**Exercise directions:** If a line in the listing contains "written", copy it out whole.

**Excerpted records:**
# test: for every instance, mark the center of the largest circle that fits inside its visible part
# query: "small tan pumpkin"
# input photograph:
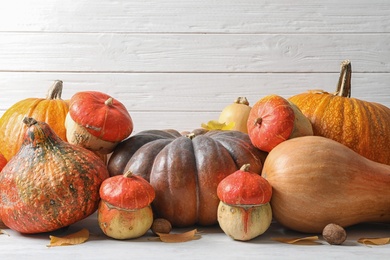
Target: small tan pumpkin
(236, 113)
(185, 170)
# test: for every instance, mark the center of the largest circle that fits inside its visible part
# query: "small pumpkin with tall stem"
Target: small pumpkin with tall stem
(52, 110)
(124, 210)
(97, 121)
(244, 211)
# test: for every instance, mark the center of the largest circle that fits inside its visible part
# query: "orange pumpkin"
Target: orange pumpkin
(360, 125)
(49, 183)
(51, 110)
(97, 121)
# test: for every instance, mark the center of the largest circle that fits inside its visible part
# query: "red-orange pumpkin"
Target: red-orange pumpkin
(51, 110)
(124, 210)
(185, 170)
(360, 125)
(49, 183)
(97, 121)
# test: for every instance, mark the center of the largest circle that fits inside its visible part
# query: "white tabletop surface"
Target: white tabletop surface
(213, 244)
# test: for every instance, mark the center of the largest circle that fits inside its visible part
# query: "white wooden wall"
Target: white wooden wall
(177, 63)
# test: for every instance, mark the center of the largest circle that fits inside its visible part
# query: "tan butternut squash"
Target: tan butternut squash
(317, 181)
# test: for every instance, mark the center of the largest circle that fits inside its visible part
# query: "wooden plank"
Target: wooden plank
(198, 53)
(185, 92)
(176, 16)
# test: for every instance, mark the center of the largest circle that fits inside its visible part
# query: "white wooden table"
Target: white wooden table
(213, 244)
(176, 64)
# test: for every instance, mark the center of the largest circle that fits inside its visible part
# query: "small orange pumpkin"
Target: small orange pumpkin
(124, 209)
(360, 125)
(97, 121)
(51, 110)
(3, 161)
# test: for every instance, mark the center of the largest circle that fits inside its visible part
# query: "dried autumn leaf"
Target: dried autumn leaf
(179, 237)
(71, 239)
(298, 241)
(377, 241)
(3, 232)
(216, 125)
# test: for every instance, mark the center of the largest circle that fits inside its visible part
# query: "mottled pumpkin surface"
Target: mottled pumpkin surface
(49, 183)
(185, 170)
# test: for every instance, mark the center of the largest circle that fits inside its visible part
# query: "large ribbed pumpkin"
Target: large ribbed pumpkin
(49, 183)
(361, 125)
(51, 110)
(185, 170)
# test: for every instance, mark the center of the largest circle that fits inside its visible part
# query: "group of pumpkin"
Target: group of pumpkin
(315, 158)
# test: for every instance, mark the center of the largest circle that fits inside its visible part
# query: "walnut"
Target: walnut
(334, 234)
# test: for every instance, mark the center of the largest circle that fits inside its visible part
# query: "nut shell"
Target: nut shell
(334, 234)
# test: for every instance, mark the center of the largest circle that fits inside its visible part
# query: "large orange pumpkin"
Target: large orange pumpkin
(360, 125)
(51, 110)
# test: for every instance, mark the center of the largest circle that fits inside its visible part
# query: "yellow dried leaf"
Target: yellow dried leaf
(71, 239)
(216, 125)
(377, 241)
(298, 241)
(179, 237)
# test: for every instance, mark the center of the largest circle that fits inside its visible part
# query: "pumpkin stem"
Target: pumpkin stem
(29, 121)
(109, 102)
(245, 167)
(55, 90)
(128, 174)
(242, 100)
(190, 135)
(344, 84)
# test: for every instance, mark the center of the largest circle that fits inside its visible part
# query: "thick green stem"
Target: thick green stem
(344, 84)
(55, 91)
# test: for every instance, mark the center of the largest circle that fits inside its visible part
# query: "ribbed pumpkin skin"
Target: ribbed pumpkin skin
(49, 183)
(360, 125)
(185, 171)
(51, 110)
(3, 161)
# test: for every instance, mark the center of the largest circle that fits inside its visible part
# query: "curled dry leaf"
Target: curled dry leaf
(216, 125)
(179, 237)
(312, 240)
(71, 239)
(377, 241)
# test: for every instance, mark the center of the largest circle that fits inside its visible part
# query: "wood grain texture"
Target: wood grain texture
(176, 64)
(198, 53)
(176, 16)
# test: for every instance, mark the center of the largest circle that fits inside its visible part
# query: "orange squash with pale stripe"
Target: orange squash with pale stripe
(52, 110)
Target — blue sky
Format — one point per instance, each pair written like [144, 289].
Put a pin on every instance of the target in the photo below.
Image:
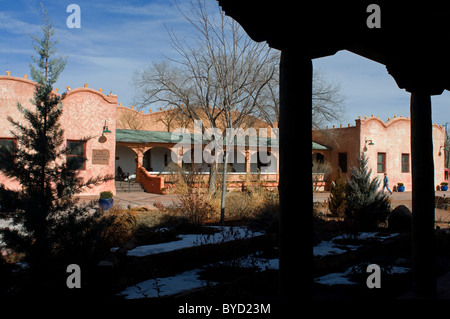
[117, 38]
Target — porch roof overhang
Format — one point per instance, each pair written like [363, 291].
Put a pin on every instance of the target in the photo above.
[317, 146]
[142, 136]
[410, 42]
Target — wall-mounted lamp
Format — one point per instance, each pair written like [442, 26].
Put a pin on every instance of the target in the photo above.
[105, 128]
[445, 149]
[365, 144]
[103, 139]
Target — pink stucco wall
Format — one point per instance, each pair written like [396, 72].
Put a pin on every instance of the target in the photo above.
[391, 137]
[84, 113]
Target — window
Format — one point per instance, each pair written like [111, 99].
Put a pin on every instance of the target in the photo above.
[405, 163]
[7, 145]
[342, 162]
[76, 156]
[381, 162]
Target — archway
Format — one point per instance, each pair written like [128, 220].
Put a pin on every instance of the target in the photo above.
[157, 159]
[125, 162]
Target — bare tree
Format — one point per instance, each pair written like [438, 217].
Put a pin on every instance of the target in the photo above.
[221, 77]
[327, 101]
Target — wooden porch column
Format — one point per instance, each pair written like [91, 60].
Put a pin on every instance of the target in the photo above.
[295, 177]
[422, 168]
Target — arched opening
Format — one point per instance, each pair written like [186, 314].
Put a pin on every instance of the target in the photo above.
[125, 162]
[157, 159]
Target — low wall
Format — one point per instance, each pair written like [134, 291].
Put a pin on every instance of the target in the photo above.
[151, 184]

**Result below:**
Format — one point per instance, each pair written like [144, 289].
Format — one point per instance, each pair written like [363, 291].
Format — one point per instance, each pair written like [442, 26].
Format — one point per instance, each pair written like [396, 72].
Format — one point per instance, each pair written like [111, 99].
Format — one point per instance, each pair written like [128, 220].
Format — one point per instance, each pair written like [438, 217].
Format — one point per instance, each pair written like [91, 60].
Format — one point per instance, each pair written like [186, 314].
Format — one point per instance, each pair written like [134, 291].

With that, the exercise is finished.